**QUOTED PASSAGE**

::::::::::

Data Analysis: Loan data
- Loading the libraries
- Number of Loans per State
- Analysing Existing Debt
- Creating Functions:
- Conclusion
In the fourth quarter of 2020 I tried to enrole for a diploma/fellowship at Correlation One. Need less to say, I did not make it. However, I was challenged by one of their enrollement/assesment requirements.
The question that I was required to answer was the following…
How many loans were given for the Carlifornia State?
I kept the .csv data and managed to revisit it. Lets dive in:
Loading the libraries
We will need Pandas, Matplotlib as well as some inbuilt Python functionality.
import pandas as pd
import matplotlib.pyplot as plt
data=pd.read_csv('DS4A_data.csv')
data.head()
RECORD_CREATION_DATE | LOAN_AMOUNT | CREDIT_RANGE | EXISTING_DEBT | AGENT_NOTES | OFFICE_LOCATION | DEFAULTED | |
---|---|---|---|---|---|---|---|
0 | 01May2014:09:24:27.000000 | 2500 | 760-779 | $10,001-$20,000 | NaN | NORTHERN CALIFORNIA | False |
1 | 01May2014:09:48:36.000000 | 2500 | 700-719 | $1-$10,000 | Annual gross income: $25,400 | SOUTHERN CALIFORNIA | False |
2 | 01May2014:10:10:36.000000 | 6300 | 740-759 | $100,000+ | NaN | ARIZONA | True |
3 | 01May2014:10:31:25.000000 | 4300 | 780-799 | $1-$10,000 | Annual gross income: $191,900 | SOUTHERN CALIFORNIA | False |
4 | 01May2014:10:46:54.000000 | 20100 | 780-799 | $90,001-$100,000 | Verified monthly debt payments: $1,700 | SOUTHERN CALIFORNIA | True |
The data has seven columns. My first desire is to see how many states are in this data set.

::::::::::

**DIRECTIVE 1**
Reproduce the stretch of the loan data write-up from "data.head()" through "this data set." word for word.
**DIRECTIVE 2**
Write the next part of the loan data analysis, picking up after its final sentence.

**GIVEN INFORMATION**
::::::::::

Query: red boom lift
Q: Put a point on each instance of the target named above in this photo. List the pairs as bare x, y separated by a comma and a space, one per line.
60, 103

::::::::::

**ANSWER 1**
data.head()
RECORD_CREATION_DATE | LOAN_AMOUNT | CREDIT_RANGE | EXISTING_DEBT | AGENT_NOTES | OFFICE_LOCATION | DEFAULTED | |
---|---|---|---|---|---|---|---|
0 | 01May2014:09:24:27.000000 | 2500 | 760-779 | $10,001-$20,000 | NaN | NORTHERN CALIFORNIA | False |
1 | 01May2014:09:48:36.000000 | 2500 | 700-719 | $1-$10,000 | Annual gross income: $25,400 | SOUTHERN CALIFORNIA | False |
2 | 01May2014:10:10:36.000000 | 6300 | 740-759 | $100,000+ | NaN | ARIZONA | True |
3 | 01May2014:10:31:25.000000 | 4300 | 780-799 | $1-$10,000 | Annual gross income: $191,900 | SOUTHERN CALIFORNIA | False |
4 | 01May2014:10:46:54.000000 | 20100 | 780-799 | $90,001-$100,000 | Verified monthly debt payments: $1,700 | SOUTHERN CALIFORNIA | True |
The data has seven columns. My first desire is to see how many states are in this data set.

**ANSWER 2**
state_list=[]
for index, row in data.iterrows():
if row['OFFICE_LOCATION'] not in state_list:
state_list.append(row['OFFICE_LOCATION'])
state_list
['NORTHERN CALIFORNIA',
'SOUTHERN CALIFORNIA',
'ARIZONA',
'OREGON',
'WASHINGTON STATE',
'NEVADA']
Number of Loans per State
It appears the data has only six states. Now let us find out how many loans were awarded per state. We will use a dictionary to store the results as follows:
loan_num_per_state = {}
for index, row in data.iterrows():
if row['OFFICE_LOCATION'] in loan_num_per_state:
loan_num_per_state[row['OFFICE_LOCATION']]+=1
else:
loan_num_per_state[row['OFFICE_LOCATION']]=1
loan_num_per_state
{'NORTHERN CALIFORNIA': 1715,
'SOUTHERN CALIFORNIA': 2096,
'ARIZONA': 1621,
'OREGON': 755,
'WASHINGTON STATE': 774,
'NEVADA': 1039}
Plotting the Results:
While the dictionary above is clear, we would like to plot a bar graph of the data. This will make the information easier to interpret. One problem that arose was that the state names were overlapping and not readable. The rotation option enables us to slant the column names to our desired angle. Beautiful….
plt.plot()
plt.bar(range(len(loan_num_per_state)), list(loan_num_per_state.values()), align='center')
plt.xticks(range(len(loan_num_per_state)), list(loan_num_per_state.keys()), rotation=70)
plt.xlabel('States')
plt.ylabel('Number of Loans awarded')
plt.show()
Analysing Existing Debt
In the Pandas dataframe I noticed that there was a column for existing debt. Using a similar approach as above, I obtained a dictionary for the various debt categories. As expected, the majority of the loans awarded were to people who had a low existing debt or non at all. Here we assumed that nan meant they had none.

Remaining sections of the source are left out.